_Task_
Copy every one of the rows below word for word, but leave the pictures out of your copy.

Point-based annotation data
<<<<
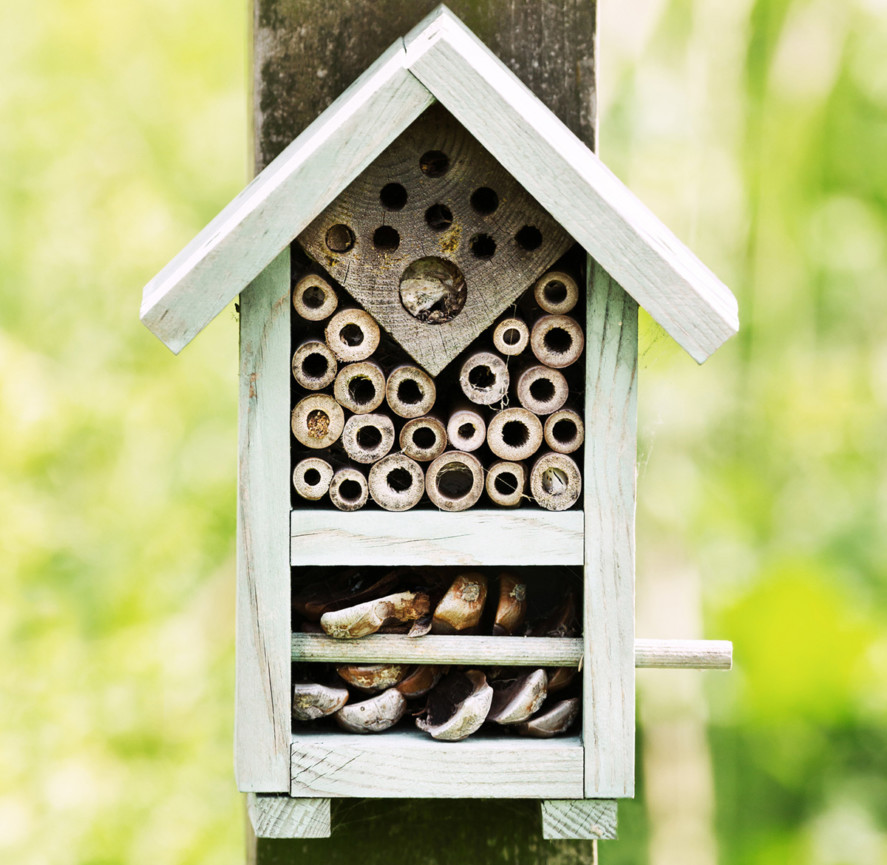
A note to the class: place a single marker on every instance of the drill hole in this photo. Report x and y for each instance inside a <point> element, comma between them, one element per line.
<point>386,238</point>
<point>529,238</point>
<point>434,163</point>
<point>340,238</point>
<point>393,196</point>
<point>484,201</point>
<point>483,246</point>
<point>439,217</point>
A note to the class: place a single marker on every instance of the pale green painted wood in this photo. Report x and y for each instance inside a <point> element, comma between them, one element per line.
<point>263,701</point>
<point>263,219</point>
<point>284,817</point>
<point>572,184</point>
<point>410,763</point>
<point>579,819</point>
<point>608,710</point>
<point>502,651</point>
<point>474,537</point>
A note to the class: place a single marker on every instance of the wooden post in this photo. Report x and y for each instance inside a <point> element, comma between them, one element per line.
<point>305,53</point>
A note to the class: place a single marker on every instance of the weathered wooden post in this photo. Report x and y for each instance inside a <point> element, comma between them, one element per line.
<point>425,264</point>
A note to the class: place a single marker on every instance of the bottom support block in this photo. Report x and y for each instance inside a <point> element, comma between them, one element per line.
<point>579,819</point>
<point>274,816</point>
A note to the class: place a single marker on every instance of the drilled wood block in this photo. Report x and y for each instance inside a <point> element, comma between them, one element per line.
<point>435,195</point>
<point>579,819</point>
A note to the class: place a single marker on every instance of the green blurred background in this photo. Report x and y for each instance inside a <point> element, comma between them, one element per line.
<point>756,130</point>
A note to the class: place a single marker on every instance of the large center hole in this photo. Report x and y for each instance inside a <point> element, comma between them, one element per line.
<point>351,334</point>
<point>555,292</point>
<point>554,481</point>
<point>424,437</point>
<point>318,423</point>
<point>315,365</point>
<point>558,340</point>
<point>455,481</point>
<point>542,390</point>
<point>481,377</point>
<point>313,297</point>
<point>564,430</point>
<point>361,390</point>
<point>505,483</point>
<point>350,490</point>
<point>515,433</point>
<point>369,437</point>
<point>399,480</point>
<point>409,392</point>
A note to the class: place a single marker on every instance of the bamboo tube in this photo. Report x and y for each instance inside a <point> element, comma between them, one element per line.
>>>>
_Result of this task_
A note to the class: place a single marker on every instance of the drill hole in this photo. Report x and y for each instance inside a <point> element, comma between them, one element per line.
<point>386,238</point>
<point>529,238</point>
<point>434,163</point>
<point>340,238</point>
<point>393,196</point>
<point>484,201</point>
<point>483,246</point>
<point>439,217</point>
A note to the class: place a single marker on every instance of the pale green painted wood in this photo. Report x and y for each instance inside a <point> element, comma between them, one element per line.
<point>263,701</point>
<point>263,219</point>
<point>284,817</point>
<point>572,184</point>
<point>410,763</point>
<point>579,819</point>
<point>608,710</point>
<point>502,651</point>
<point>474,537</point>
A note to the class: place a single marker on every instance of the wooden post in this photo. Report x and y for each instance inside a <point> element, comma between them, one element per line.
<point>305,53</point>
A note to the class: place a single marker on every instance of the weathered wooden post in this photo. Report x and y for each instance inside a <point> element, comma between them, one element per line.
<point>425,264</point>
A note to the class: place a single marker on every instance of the bottom support block in this photo. Report x and y for each instance inside a <point> element, comma between them, one element per line.
<point>579,819</point>
<point>274,816</point>
A note to the class: place a single marker on every instance of the drilled wood block in this photo. Report x and y for each instance inside a <point> element, comma between them, one element per line.
<point>435,195</point>
<point>579,819</point>
A note to the class: place a single marker on every instance of the green blurred background in this photo. Report x and y for each instance inside a <point> element, comma between them, one element per line.
<point>756,130</point>
A note to the class: place a single marker on every instance of the large center hole in this photo. Report x and y for each instance inside a <point> element, comma between them, one element per line.
<point>351,334</point>
<point>555,292</point>
<point>554,481</point>
<point>424,437</point>
<point>318,423</point>
<point>315,365</point>
<point>558,340</point>
<point>455,481</point>
<point>542,390</point>
<point>481,377</point>
<point>313,297</point>
<point>564,430</point>
<point>361,390</point>
<point>505,483</point>
<point>350,490</point>
<point>515,433</point>
<point>369,437</point>
<point>399,480</point>
<point>409,392</point>
A note to the class: place a single marker on every instance of the bamboo tube in this photo. Report x and y for each instance inside a <point> element, comma between them, one element per line.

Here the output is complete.